▶ **TASK BRIEF**
Repeat the data below word for word, from its first line through the line containing "x=202 y=650", both included. Leave the pictures out.

▶ **DATA LINES**
□ □ □ □ □

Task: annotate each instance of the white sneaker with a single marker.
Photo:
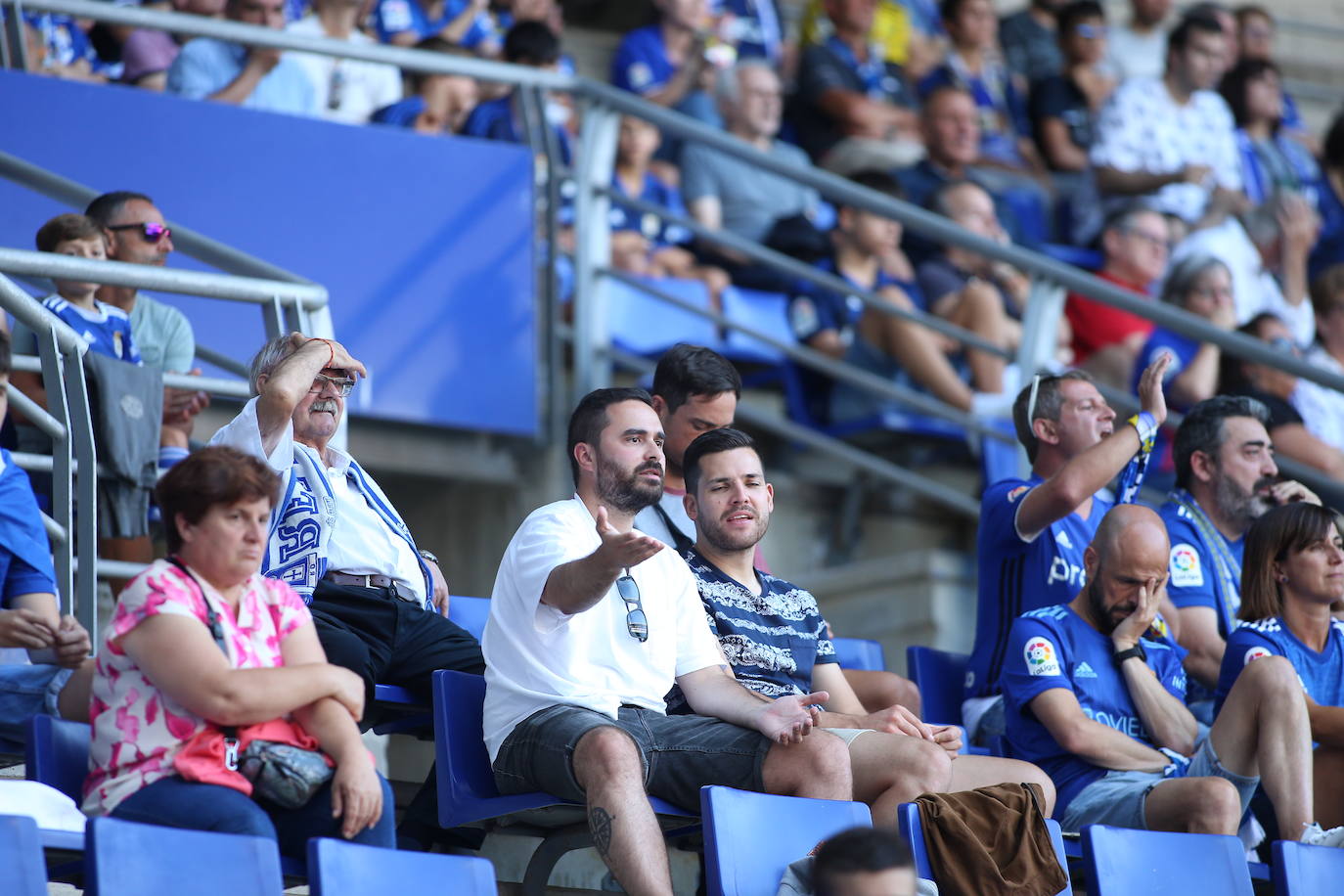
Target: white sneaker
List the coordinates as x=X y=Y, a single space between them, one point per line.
x=1315 y=835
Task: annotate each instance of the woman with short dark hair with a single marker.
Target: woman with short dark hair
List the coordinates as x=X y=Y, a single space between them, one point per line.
x=1293 y=576
x=202 y=650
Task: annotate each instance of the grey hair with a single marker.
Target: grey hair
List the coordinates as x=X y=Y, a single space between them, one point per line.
x=729 y=85
x=268 y=359
x=1185 y=274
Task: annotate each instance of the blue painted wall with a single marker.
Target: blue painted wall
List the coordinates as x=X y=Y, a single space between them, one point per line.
x=425 y=244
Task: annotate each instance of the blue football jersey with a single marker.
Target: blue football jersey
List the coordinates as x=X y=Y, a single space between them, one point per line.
x=1017 y=575
x=1055 y=648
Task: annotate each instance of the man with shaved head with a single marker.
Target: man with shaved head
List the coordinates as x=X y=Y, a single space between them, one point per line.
x=1097 y=700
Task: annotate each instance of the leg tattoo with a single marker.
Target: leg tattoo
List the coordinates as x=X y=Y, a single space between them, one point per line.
x=600 y=821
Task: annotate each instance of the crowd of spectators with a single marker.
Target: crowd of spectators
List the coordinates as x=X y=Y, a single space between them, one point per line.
x=1114 y=650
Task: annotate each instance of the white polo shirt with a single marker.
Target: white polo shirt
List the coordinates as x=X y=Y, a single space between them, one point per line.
x=538 y=657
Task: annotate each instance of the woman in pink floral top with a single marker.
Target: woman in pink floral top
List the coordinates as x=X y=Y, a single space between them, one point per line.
x=162 y=672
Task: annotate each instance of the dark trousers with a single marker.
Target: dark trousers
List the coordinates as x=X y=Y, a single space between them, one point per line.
x=386 y=640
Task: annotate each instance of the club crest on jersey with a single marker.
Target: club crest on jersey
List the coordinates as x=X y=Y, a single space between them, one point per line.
x=1256 y=653
x=1042 y=658
x=1186 y=568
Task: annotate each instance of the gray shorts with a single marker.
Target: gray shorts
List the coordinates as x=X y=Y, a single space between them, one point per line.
x=1118 y=798
x=680 y=754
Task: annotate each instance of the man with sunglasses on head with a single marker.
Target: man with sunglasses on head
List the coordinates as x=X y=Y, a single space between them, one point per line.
x=380 y=604
x=592 y=622
x=1032 y=532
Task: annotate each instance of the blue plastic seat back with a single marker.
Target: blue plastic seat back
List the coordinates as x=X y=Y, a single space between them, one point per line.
x=133 y=859
x=58 y=754
x=859 y=653
x=940 y=675
x=340 y=868
x=764 y=312
x=750 y=838
x=21 y=857
x=1159 y=863
x=470 y=612
x=1307 y=871
x=646 y=326
x=912 y=830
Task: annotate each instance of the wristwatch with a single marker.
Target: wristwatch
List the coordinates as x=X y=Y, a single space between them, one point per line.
x=1138 y=650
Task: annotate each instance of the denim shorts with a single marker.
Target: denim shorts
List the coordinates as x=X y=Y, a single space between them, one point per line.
x=680 y=754
x=27 y=691
x=1120 y=797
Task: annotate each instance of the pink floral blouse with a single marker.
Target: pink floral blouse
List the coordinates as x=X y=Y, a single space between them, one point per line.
x=137 y=730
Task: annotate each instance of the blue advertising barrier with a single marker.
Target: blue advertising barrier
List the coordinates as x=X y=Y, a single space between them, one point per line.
x=425 y=244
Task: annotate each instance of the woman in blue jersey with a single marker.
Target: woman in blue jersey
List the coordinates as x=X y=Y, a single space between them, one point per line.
x=1293 y=575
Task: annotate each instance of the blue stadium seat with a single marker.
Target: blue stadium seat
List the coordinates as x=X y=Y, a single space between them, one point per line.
x=340 y=868
x=912 y=830
x=750 y=838
x=646 y=326
x=1307 y=871
x=1159 y=863
x=132 y=859
x=941 y=676
x=859 y=653
x=470 y=612
x=21 y=856
x=467 y=791
x=58 y=754
x=764 y=312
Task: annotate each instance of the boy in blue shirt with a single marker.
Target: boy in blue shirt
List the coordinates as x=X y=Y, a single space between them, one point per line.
x=105 y=328
x=1097 y=700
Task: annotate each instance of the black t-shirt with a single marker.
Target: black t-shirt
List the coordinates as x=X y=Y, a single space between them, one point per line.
x=832 y=66
x=1059 y=97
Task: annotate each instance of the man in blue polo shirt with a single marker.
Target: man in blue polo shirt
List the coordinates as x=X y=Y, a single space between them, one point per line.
x=1097 y=698
x=1032 y=532
x=1226 y=478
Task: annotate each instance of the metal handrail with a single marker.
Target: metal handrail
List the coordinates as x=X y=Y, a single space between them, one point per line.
x=164 y=280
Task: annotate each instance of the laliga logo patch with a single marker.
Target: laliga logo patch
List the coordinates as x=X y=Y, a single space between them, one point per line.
x=1256 y=653
x=1186 y=567
x=1042 y=657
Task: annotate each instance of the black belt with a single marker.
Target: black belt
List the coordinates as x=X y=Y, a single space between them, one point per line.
x=362 y=580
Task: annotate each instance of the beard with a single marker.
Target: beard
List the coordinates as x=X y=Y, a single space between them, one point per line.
x=1236 y=506
x=718 y=533
x=628 y=492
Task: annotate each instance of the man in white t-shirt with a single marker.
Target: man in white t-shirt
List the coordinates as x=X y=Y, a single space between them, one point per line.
x=592 y=622
x=347 y=90
x=1172 y=139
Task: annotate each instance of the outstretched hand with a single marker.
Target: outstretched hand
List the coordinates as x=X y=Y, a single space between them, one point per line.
x=789 y=719
x=624 y=550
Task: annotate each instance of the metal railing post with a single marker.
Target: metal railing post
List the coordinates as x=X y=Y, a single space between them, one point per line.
x=593 y=247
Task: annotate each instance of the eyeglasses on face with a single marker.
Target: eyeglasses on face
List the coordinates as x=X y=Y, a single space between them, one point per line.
x=636 y=623
x=343 y=384
x=150 y=231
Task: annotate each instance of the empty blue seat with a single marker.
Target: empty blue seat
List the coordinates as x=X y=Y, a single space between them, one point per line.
x=912 y=830
x=340 y=868
x=21 y=857
x=647 y=326
x=58 y=754
x=766 y=313
x=1307 y=871
x=859 y=653
x=1159 y=863
x=467 y=791
x=750 y=838
x=470 y=612
x=941 y=676
x=128 y=857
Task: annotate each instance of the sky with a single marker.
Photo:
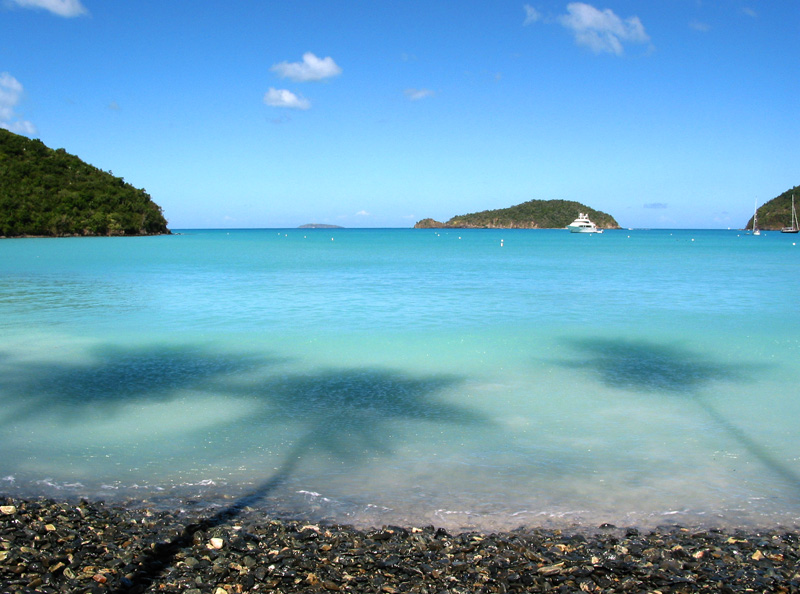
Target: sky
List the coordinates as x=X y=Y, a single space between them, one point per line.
x=379 y=113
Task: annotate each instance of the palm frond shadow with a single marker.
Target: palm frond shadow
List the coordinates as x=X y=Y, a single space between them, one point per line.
x=339 y=412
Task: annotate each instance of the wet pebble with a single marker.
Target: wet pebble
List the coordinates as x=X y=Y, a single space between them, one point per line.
x=58 y=547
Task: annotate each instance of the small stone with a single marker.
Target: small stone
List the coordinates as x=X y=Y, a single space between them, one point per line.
x=551 y=569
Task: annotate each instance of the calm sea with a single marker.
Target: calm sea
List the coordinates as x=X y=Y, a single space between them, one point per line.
x=463 y=378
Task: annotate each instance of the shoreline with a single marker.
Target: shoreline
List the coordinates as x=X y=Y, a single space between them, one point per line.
x=58 y=546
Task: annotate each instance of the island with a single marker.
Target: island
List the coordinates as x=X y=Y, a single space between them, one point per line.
x=534 y=214
x=51 y=193
x=777 y=213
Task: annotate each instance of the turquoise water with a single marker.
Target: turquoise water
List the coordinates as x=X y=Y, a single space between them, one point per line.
x=470 y=379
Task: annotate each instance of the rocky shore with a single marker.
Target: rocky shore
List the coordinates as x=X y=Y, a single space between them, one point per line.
x=49 y=546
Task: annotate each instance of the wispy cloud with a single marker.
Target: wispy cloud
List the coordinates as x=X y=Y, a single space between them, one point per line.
x=10 y=94
x=531 y=14
x=65 y=8
x=285 y=98
x=602 y=30
x=417 y=94
x=311 y=68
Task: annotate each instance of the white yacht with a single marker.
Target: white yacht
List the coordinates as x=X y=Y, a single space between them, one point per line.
x=583 y=225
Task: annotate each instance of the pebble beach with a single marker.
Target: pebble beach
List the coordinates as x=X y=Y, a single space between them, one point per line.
x=53 y=546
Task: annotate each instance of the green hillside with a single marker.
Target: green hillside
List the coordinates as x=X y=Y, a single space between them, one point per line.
x=52 y=193
x=777 y=213
x=534 y=214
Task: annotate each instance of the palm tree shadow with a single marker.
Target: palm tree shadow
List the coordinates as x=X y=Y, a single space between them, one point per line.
x=654 y=368
x=112 y=377
x=342 y=413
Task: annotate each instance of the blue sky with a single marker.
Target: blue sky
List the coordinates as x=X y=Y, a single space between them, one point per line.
x=373 y=113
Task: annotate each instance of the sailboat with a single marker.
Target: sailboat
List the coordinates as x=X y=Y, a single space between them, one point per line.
x=756 y=230
x=794 y=228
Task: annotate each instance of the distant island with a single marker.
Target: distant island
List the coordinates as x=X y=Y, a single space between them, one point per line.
x=534 y=214
x=777 y=213
x=51 y=193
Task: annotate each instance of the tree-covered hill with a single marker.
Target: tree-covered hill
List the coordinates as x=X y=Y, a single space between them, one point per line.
x=777 y=213
x=52 y=193
x=534 y=214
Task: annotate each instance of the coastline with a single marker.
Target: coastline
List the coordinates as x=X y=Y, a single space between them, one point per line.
x=57 y=546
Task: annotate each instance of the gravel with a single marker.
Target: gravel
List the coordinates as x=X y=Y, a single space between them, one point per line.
x=55 y=546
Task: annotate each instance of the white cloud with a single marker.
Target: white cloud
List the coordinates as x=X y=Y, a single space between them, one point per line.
x=285 y=98
x=602 y=30
x=417 y=94
x=311 y=68
x=65 y=8
x=10 y=94
x=531 y=14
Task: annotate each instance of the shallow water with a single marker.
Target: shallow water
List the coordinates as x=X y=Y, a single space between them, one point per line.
x=472 y=378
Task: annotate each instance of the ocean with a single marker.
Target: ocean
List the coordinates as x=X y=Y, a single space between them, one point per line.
x=470 y=379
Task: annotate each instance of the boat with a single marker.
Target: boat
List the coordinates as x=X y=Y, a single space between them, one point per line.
x=583 y=225
x=794 y=227
x=756 y=230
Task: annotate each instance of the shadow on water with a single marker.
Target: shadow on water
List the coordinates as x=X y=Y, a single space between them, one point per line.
x=112 y=377
x=340 y=413
x=661 y=369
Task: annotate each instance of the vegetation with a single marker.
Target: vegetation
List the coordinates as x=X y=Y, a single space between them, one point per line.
x=534 y=214
x=52 y=193
x=777 y=213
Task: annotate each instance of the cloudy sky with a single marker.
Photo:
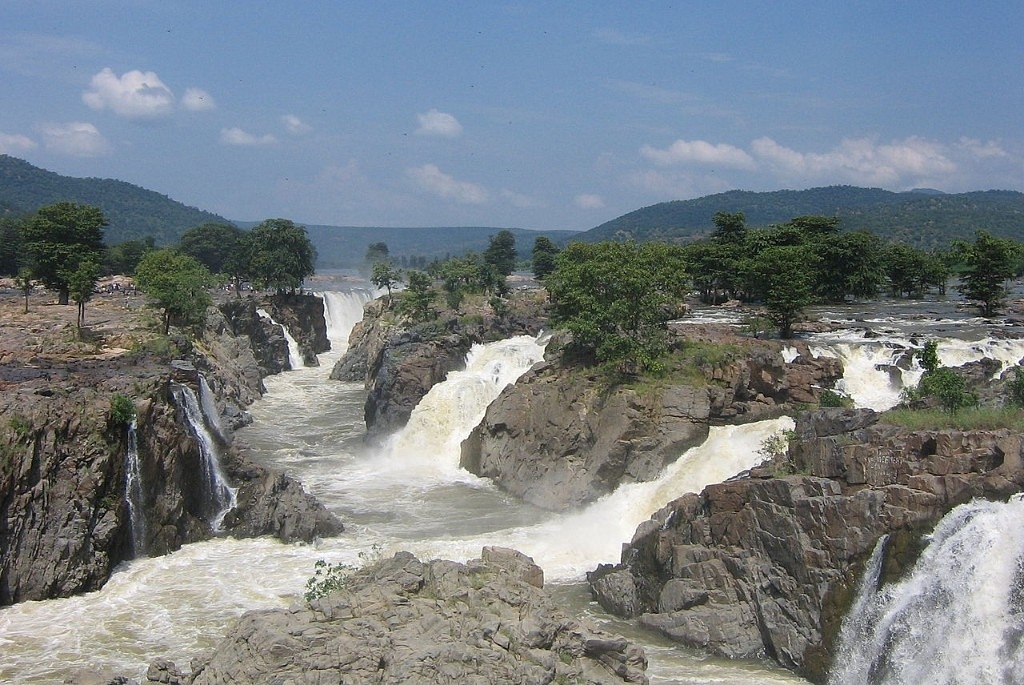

□ □ □ □ □

▶ **RESULT**
Task: annotate each instance of the white sneaker with a single marker.
Photo:
Target: white sneaker
List the coordinates as x=X y=Y, a single space between them, one point per line.
x=1315 y=835
Task: annotate each instance of the woman with short dark hair with a single marker.
Target: woman with short dark hair
List the coordinates as x=X y=Y, a single space between them, one point per line.
x=1293 y=576
x=202 y=650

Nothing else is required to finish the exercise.